- _Quelle_
┄┄┄┄┄┄
Weiters blieb ich hängen an „Nowhere Fast“, einem schrammeligem Rock-Song, bei dem ich mir Billy F. Gibbons als dritten Gitarristen gewünscht hätte, aber das kriegen die Lovell-Schwestern auch alleine hin (die Gitarre klingt an mancher Stelle echt dreckig) und ja – einen Ehrentitel als die kleinen Schwestern von ZZ Top hätten sie sich hier auch ehrlich verdient.

Daran anschließend folgt das in meinen Augen musikalische Highlight des Albums – „If God Is A Woman“: „If God is a woman, the Devil is too – better get down on your knees, I’m gonna pray for you… pray for you“ ist schon einmal eine Ansage, die Protagonistin läuft über das Wasser durch den Sumpf (ich erinnere daran, dass wir uns in den Südstaaten befinden) wie ein Alligator, verwandelt das Wasser zunächst in Wein, um ihn dann zu trinken, und dann heißt es „Heaven and hell hath no fury, better watch what you do – I’m gonna pray for you“.

Das textliche Highlight ist danach „Pearls“: Die Erzählerin des Songs sagt, sie hätte ihr ganzes Leben lang ihre Zunge abgebissen, sie wäre süß, schüchtern und dumm gewesen, aber niemals unhöflich, sie hätte ihm (also dem, an den sich der Song richtet) das Messer gegeben, mit dem er sie auf die richtige Größe herunterschneiden konnte, also möge er ihr nun seinen Rat geben, hey hey hey. Mit den Worten „Got the sweetest little heart, I’m gonna blow it all apart, Hey, hey, hey“ beginnt die Ich-Erzählerin sich dann zu emanzipieren und stellt fest, dass ER die ganze Zeit über versucht hat, IHR zu erzählen, was richtig und was falsch ist, was sie zu tun hätte und was nicht, und mit den Worten „Keep your pearls, ‘cause I don’t want your pearls“ schmeißt sie ihm dann alles vor die Füße und sagt ihm dann mit „I do what I want, when I want, if I do or I don’t, yeah, it will or it won’t matter. I don’t tell you how to spin your world, no, I don’t try to tell ya“ nochmal richtig Bescheid, aber nicht dominant oder einschüchternd, sondern so, dass auch er sein Gesicht wahren könnte, wenn er sich auf die Diskussion einließe. Aber dennoch deutlich.
┄┄┄┄┄┄
- _Bereitgestellte Daten_

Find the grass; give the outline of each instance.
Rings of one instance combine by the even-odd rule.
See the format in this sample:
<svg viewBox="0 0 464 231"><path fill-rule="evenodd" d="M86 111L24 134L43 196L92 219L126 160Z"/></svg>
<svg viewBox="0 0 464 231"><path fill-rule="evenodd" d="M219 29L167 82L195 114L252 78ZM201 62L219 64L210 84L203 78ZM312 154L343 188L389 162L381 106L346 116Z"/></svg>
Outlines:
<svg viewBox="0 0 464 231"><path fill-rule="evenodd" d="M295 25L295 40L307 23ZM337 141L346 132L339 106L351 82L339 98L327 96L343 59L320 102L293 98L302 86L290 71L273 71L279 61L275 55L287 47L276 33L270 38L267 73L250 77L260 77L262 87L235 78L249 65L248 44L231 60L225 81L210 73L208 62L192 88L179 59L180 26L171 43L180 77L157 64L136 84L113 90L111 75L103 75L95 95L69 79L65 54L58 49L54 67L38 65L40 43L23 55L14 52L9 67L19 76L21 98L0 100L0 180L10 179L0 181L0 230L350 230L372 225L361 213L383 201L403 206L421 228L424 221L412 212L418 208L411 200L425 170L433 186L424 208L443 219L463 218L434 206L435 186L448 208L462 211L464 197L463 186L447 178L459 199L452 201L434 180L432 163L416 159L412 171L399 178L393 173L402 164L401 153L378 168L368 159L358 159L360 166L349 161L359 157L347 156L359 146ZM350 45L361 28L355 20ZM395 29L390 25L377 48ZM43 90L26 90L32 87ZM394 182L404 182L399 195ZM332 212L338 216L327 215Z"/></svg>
┄┄┄┄┄┄
- _Aufgabenstellung_
1. Beantworte anhand der Albumbesprechung:
(a) Wer wird bei „Nowhere Fast“ als gewünschter dritter Gitarrist genannt?
(b) Welcher Song gilt dort als musikalisches Highlight des Albums?
(c) Mit welchen Worten wirft die Erzählerin in „Pearls“ ihm alles vor die Füße?
2. Führe die Albumbesprechung im Anschluss an ihren letzten Satz fort.
Die Daten haben mit der Albumbesprechung nichts zu tun.

- _Erwartete Lösungen_
1.
(a) Billy F. Gibbons
(b) „If God Is A Woman“
(c) „Keep your pearls, ‘cause I don’t want your pearls“

2.
Auch das darauf folgende „Fool Outta Me“ geht in diese Richtung – wenn man sein Herz auf der Zunge trägt, wird man sicher an der Welt zerbrechen, die großen Räder drehen sich ohnehin weiter. Klingt aber nicht nach „Die da oben“-Gejammer, sondern nach „Zeigen wir es denen!“

Mit „You Are The River“ und „Bloom Again“ endet das Album dann friedlich und das Beste hoffend, Larkin Poe machen Mut und klingen dabei immer kämpferisch, aber nie unversöhnlich.